**Aim of the exercise:**
Can you retype only the lines from the one with "Pick out the green grass" through the final line of the material, exactly as given?

**Source data:**
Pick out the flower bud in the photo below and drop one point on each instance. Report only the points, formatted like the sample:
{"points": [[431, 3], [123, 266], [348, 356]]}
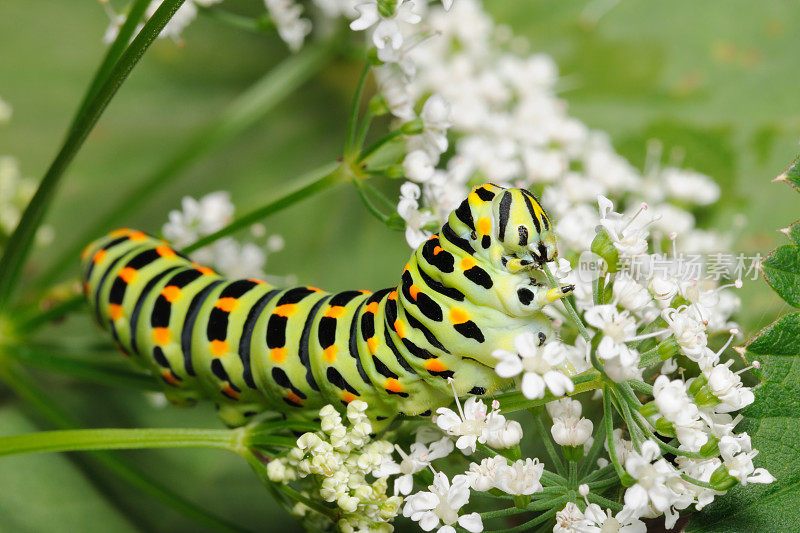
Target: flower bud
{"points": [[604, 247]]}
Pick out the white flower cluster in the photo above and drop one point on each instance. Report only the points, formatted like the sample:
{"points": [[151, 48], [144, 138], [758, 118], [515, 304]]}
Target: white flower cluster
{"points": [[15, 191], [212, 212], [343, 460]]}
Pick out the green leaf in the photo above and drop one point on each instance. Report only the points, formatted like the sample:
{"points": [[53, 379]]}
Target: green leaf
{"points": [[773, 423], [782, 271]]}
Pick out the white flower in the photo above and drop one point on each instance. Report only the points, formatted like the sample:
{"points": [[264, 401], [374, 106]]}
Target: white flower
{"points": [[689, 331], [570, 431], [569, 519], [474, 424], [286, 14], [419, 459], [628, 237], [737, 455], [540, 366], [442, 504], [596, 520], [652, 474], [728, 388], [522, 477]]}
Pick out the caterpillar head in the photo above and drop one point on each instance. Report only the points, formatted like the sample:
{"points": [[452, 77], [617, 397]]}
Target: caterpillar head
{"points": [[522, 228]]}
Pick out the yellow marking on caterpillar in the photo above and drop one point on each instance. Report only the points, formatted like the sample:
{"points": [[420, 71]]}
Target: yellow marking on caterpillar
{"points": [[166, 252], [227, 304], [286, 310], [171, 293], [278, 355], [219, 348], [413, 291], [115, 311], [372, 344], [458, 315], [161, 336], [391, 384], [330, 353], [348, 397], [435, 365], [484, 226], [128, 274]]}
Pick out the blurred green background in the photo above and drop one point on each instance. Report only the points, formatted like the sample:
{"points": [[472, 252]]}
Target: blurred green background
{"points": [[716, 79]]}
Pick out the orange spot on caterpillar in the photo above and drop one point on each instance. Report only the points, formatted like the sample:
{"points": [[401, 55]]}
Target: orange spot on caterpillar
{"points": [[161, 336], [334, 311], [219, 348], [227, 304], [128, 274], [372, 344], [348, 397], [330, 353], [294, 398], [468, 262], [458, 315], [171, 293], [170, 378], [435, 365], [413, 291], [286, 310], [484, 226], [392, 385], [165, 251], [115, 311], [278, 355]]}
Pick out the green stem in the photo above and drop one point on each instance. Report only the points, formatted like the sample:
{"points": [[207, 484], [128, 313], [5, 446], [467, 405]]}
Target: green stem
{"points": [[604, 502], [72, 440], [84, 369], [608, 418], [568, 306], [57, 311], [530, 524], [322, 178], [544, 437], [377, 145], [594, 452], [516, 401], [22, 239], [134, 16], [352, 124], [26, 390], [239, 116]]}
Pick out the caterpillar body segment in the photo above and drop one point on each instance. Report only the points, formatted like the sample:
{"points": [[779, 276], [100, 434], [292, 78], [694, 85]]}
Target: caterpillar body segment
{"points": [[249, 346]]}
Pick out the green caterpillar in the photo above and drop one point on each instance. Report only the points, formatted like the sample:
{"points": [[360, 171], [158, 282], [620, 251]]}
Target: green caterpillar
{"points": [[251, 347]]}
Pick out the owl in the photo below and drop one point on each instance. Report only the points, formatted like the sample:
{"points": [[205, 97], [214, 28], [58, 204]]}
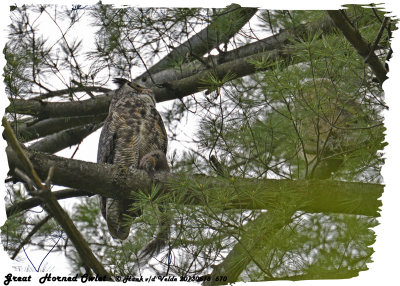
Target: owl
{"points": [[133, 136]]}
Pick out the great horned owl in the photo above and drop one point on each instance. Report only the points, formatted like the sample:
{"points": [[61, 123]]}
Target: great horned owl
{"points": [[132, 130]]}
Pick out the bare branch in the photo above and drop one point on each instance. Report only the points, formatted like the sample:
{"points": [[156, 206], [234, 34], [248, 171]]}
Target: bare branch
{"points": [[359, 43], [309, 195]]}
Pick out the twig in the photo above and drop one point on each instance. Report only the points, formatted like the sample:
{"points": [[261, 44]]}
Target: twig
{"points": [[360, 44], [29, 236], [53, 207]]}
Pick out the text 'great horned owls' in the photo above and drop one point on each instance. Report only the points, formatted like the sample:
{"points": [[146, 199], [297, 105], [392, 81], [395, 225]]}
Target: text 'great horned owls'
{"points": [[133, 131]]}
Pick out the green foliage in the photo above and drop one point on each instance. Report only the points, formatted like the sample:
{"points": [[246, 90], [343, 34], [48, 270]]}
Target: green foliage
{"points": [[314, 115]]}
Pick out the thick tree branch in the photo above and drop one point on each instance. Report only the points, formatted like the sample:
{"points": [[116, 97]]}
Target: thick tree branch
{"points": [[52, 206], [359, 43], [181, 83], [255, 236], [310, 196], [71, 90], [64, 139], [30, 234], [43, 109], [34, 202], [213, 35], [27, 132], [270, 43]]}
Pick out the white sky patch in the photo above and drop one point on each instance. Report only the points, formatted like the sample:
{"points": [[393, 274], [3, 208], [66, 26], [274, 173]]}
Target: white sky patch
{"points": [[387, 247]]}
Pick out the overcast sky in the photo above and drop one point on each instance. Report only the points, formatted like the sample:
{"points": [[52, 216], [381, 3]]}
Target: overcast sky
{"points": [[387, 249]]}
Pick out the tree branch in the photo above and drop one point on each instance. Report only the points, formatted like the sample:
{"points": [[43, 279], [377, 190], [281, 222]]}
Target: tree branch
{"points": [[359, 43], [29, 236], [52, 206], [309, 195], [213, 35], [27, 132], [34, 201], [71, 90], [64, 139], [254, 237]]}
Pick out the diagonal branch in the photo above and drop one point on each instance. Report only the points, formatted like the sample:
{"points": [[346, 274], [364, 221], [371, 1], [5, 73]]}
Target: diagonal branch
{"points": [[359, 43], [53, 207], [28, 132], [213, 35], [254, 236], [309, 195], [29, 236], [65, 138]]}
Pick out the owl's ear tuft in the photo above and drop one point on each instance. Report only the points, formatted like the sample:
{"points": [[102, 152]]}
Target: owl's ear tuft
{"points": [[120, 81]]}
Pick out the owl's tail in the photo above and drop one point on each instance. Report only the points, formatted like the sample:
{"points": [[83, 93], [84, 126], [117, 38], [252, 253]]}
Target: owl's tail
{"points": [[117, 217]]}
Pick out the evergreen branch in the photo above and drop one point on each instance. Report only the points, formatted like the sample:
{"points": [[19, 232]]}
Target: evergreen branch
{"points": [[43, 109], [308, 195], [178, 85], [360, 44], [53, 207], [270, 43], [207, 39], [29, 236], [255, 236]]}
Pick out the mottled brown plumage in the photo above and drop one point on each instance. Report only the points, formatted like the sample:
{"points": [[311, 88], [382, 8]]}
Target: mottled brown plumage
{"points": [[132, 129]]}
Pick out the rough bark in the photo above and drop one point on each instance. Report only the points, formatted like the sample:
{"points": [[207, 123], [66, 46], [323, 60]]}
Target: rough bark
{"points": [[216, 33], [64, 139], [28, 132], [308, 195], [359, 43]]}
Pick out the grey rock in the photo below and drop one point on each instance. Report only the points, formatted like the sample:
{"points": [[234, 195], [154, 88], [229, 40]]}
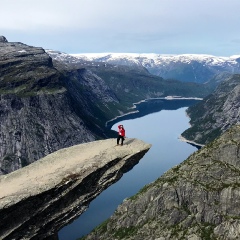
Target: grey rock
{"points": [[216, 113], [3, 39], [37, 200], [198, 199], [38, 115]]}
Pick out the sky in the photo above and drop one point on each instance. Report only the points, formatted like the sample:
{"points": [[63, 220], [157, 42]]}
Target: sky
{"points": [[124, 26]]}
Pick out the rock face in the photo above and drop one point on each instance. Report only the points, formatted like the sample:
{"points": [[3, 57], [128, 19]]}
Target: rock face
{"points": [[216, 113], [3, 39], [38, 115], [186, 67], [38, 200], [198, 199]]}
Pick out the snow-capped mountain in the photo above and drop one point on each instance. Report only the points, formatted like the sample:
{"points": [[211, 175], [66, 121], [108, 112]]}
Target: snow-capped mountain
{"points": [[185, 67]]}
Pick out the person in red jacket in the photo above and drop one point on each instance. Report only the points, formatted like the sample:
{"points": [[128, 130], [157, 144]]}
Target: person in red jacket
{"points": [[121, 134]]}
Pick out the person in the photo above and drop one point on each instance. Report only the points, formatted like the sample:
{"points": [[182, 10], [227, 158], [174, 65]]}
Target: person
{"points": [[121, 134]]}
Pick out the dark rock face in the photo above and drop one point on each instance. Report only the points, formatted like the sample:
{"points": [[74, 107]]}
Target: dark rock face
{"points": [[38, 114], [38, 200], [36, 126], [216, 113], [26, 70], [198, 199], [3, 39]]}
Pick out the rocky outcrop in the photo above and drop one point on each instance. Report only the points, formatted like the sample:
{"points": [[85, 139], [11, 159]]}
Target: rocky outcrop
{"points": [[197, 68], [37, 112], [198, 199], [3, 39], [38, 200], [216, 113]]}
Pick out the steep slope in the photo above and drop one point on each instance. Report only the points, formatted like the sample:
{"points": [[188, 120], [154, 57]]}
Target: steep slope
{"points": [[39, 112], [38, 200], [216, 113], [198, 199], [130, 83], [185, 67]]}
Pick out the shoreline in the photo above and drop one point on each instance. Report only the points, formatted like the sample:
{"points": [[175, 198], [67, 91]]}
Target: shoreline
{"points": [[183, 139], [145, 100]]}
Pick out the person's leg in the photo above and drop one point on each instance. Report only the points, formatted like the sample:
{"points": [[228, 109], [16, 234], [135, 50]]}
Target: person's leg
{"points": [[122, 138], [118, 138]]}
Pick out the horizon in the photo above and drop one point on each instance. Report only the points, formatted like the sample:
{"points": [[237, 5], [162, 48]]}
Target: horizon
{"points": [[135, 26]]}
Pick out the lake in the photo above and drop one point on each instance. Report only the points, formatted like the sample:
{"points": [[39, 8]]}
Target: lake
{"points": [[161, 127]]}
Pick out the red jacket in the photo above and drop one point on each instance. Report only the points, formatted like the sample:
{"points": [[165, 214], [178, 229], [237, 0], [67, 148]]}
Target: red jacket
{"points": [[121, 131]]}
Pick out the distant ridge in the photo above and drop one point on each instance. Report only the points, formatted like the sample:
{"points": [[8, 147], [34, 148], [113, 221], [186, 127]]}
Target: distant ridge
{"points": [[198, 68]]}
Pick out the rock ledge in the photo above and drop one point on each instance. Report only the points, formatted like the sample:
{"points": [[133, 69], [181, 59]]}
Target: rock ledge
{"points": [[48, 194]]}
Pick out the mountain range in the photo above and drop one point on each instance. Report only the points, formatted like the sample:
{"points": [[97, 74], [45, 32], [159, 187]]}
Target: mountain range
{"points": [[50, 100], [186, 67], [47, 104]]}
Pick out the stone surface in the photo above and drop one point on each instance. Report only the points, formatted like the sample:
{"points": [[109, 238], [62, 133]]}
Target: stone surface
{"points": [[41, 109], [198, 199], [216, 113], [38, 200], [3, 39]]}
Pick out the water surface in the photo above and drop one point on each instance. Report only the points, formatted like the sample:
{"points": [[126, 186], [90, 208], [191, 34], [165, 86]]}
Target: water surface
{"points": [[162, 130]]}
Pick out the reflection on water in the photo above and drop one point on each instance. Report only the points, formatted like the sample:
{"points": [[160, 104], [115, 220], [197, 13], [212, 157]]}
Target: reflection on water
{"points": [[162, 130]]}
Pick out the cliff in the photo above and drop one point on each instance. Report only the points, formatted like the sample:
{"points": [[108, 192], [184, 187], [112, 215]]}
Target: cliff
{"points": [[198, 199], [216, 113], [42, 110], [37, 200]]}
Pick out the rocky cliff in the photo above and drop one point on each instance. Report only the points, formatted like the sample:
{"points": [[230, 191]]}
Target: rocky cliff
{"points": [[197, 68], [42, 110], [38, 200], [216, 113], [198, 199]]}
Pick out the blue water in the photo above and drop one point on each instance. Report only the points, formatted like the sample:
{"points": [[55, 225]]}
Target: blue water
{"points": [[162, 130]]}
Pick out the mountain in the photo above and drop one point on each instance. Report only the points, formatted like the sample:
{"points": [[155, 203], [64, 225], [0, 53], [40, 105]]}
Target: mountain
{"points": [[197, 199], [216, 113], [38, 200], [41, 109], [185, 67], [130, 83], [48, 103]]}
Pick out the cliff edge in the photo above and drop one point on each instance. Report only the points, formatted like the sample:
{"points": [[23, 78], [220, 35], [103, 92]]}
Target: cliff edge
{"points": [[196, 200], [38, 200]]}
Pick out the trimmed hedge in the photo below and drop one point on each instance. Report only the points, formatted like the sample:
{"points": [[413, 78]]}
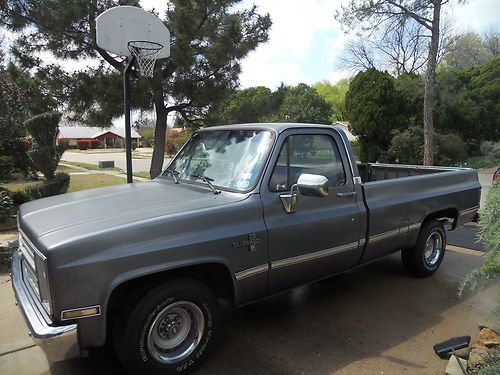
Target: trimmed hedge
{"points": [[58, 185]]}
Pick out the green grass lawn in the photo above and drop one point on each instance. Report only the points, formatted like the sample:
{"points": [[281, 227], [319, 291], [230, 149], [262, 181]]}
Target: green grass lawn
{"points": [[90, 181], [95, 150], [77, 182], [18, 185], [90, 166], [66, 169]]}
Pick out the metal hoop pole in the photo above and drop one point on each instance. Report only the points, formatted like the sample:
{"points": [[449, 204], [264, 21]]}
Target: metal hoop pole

**Exercise response:**
Pick out the green grass lawn in the photo above and drop one point on each instance. Report only the points, formatted like the sample:
{"points": [[281, 227], [319, 291], [230, 149], [262, 181]]}
Target: green grass lawn
{"points": [[90, 181], [95, 150], [77, 182], [18, 185], [90, 166], [66, 169]]}
Pick out the metal hoop pole in the photo above and drop one point on each instance. Report only the points, formatted like the sample:
{"points": [[449, 204], [264, 21]]}
Target: metal hoop pole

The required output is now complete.